Using the information →
• A. Where does the bust of Shakespeare described in the isolation column sit?
• B. Sum up the isolation column in two sentences.
• C. Write a continuation of the isolation column, starting right after its final sentence.

Page text →
☆ ☆ ☆ ☆ ☆ ☆ ☆
To self-isolate, perchance to write

(Previously published in The Sault Star but still pertinent today)

It’s mostly Shakespeare’s fault.

Those of us in the writing biz cringe when we are told that we should be churning out masterpieces from our COVID isolation instead of scrolling through Facebook, Twitter and Instagram.

Didn’t the Bard of Avon concoct three of his most beloved and respected dramas, King Lear, Macbeth and Antony and Cleopatra, while fleeing the Black Plague? So why are some of us playing Candy Crush all day?

To be fair, just about every time Shakespeare put quill to parchment there was a plague going on. It cropped up intermittently for more than a century in Elizabethan England. 

A bust of Shakespeare sits in a hotel window in Stratford-upon-Avon, following the outbreak of the coronavirus disease. REUTERS/Carl Recine

Whenever an outbreak of the rat-borne disease prevented him from sucking up to sponsors and shilling ticket sales at the Globe Theatre, Will spewed out another masterpiece from his forced confinement.

London was hard hit, but Stratford didn’t escape unscathed. So for Shakespeare, it was a plague on both his houses.

Anyway, in some people’s minds any old pandemic should generate almost as much art as it does death.

Critics might scream that Edvard Munch painted some of his most memorable works during the Spanish Flu.

Or they’ll let it drop that Isaac Newton came up with his theory of gravity during a retreat from the plague. At the same time Newton also invented calculus, a subject I never gave a fig for in high school.
☆ ☆ ☆ ☆ ☆ ☆ ☆
Referring expression grounding data
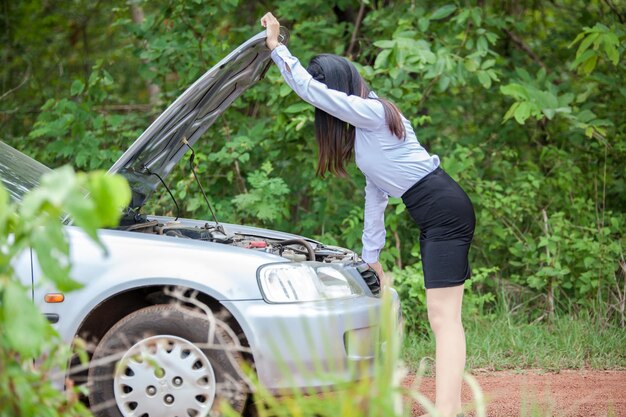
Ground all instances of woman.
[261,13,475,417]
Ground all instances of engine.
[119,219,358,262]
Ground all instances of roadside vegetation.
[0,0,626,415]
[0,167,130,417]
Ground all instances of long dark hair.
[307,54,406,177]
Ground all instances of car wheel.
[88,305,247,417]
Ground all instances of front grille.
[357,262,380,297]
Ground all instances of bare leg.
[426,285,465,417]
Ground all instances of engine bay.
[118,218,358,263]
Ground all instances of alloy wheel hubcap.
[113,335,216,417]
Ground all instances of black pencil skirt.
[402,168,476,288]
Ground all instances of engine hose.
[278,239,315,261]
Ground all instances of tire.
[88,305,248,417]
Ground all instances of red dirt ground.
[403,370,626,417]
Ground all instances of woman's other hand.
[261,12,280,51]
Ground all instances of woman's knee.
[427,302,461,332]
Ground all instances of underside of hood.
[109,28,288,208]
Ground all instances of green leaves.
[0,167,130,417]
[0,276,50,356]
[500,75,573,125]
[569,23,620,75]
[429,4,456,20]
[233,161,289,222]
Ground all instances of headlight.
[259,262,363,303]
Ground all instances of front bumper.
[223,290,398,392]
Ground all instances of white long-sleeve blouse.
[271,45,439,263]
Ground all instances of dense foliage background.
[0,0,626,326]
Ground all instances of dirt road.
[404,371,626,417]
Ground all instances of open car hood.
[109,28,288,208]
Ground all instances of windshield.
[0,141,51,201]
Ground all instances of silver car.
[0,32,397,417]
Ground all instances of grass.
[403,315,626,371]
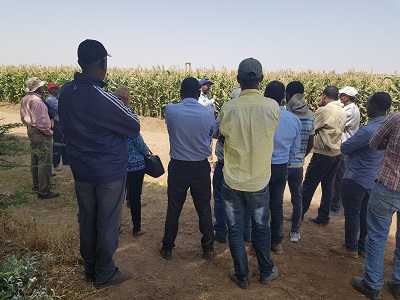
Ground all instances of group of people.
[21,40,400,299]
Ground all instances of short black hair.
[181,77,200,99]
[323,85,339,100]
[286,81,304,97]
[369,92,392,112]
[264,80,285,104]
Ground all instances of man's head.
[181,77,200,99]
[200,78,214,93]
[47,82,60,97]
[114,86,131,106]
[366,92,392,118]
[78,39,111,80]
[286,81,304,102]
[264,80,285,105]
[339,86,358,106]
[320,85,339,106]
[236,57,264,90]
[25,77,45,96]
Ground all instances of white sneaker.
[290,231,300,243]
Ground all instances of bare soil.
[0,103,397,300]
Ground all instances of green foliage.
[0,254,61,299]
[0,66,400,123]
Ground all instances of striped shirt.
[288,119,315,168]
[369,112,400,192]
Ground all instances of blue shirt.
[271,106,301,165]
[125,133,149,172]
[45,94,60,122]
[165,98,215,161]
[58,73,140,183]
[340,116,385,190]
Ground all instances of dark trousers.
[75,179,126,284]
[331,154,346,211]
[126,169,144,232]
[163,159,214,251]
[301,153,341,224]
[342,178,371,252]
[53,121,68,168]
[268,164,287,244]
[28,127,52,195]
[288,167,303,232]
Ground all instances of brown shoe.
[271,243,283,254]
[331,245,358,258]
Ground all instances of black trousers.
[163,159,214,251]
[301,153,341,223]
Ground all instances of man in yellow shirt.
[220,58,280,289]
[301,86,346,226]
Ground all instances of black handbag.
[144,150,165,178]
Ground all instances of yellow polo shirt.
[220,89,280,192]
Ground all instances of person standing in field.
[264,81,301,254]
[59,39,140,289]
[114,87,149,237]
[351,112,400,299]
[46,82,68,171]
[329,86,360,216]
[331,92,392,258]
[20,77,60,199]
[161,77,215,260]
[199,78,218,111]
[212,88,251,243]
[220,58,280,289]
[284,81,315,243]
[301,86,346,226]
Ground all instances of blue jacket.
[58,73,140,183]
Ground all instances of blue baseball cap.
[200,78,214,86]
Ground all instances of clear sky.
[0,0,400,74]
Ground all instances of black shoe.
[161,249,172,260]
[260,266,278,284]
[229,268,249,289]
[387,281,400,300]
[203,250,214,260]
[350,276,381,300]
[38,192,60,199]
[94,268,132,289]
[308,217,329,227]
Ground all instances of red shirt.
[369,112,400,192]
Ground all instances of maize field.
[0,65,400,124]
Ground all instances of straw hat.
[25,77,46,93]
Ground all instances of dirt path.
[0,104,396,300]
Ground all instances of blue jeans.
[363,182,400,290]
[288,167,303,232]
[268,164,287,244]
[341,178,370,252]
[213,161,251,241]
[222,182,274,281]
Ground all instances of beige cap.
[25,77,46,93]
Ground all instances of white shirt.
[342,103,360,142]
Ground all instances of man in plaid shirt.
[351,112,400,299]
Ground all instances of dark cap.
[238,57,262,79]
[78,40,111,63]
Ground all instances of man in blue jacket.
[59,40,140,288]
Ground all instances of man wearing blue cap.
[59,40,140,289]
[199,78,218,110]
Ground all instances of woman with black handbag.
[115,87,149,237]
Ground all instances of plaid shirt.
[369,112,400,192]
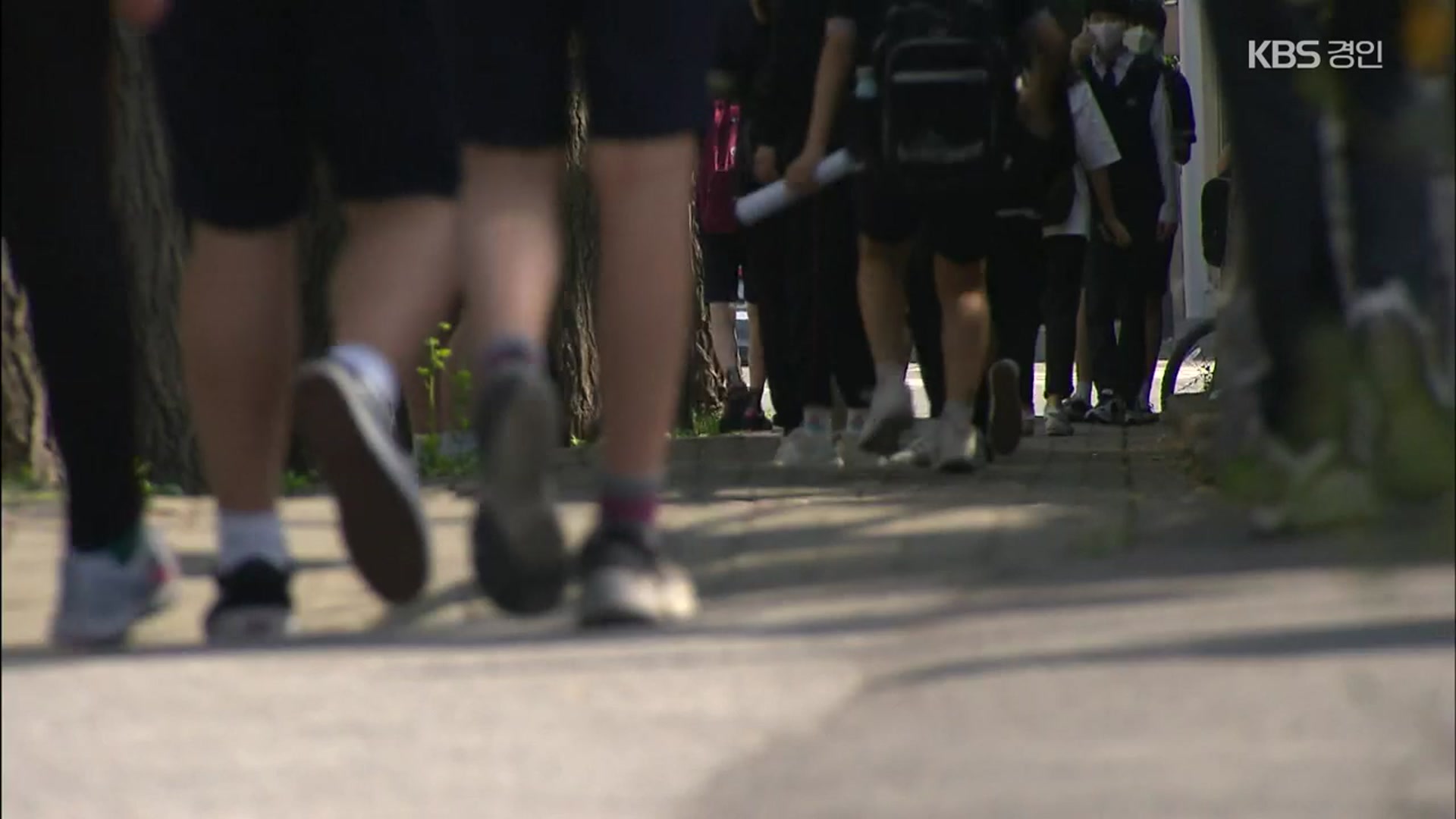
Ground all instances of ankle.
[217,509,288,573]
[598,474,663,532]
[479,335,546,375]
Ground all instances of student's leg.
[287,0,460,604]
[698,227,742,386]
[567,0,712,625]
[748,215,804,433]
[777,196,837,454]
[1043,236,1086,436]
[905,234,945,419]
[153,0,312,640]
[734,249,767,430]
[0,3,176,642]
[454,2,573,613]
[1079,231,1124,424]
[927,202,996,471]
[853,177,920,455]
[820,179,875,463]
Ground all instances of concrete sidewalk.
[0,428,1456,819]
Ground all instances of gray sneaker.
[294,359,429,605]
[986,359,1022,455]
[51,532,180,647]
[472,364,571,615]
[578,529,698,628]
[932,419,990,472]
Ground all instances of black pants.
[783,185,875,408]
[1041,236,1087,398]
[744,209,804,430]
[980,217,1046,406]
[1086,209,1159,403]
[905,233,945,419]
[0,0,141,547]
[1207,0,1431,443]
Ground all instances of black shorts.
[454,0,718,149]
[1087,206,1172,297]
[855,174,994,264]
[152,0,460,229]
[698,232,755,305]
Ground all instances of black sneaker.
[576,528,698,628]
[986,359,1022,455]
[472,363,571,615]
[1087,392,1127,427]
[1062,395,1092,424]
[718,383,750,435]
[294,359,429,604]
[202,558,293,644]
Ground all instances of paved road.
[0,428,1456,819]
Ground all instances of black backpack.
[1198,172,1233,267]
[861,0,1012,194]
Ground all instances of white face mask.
☆ ☆ ☆ ☆ ☆ ☆ ☆
Answers per task →
• A. In a hotel window in Stratford-upon-Avon.

• B. Writers cringe at being told to produce masterpieces during COVID isolation, and the columnist blames this mostly on Shakespeare, who reportedly wrote King Lear, Macbeth and Antony and Cleopatra while fleeing the plague that recurred throughout his era. Critics also point to Edvard Munch painting during the Spanish Flu and Isaac Newton devising his theory of gravity and inventing calculus during a retreat from the plague.

• C.
Boccaccio wrote his plague-themed Decameron and Daniel Defoe produced A Journal of the Plague Year while in isolation. 

And so on and so on.

Fair to say most would-be scribblers have more in common with Hemingway, who found himself quarantined with his sick child, his wife and his mistress, and produced nothing but empty liquor bottles.

The thing is, people who make writing their full-time job might not even have noticed that there’s quarantining going on. It’s business and life as usual.

For writers, there’s never much more to do during the day but write. Yet because they’re very creative they find lots of other stuff to fill the time.

The only benefit COVID has had for writers is to make their lifestyle more socially acceptable.

Suddenly writers are not the only people with questionable personal hygiene, erratic snacking habits and a tendency to drink before noon. 

Since some writers trend toward weirdness, they rarely find themselves in gatherings of more than five people. So social distancing comes naturally to them.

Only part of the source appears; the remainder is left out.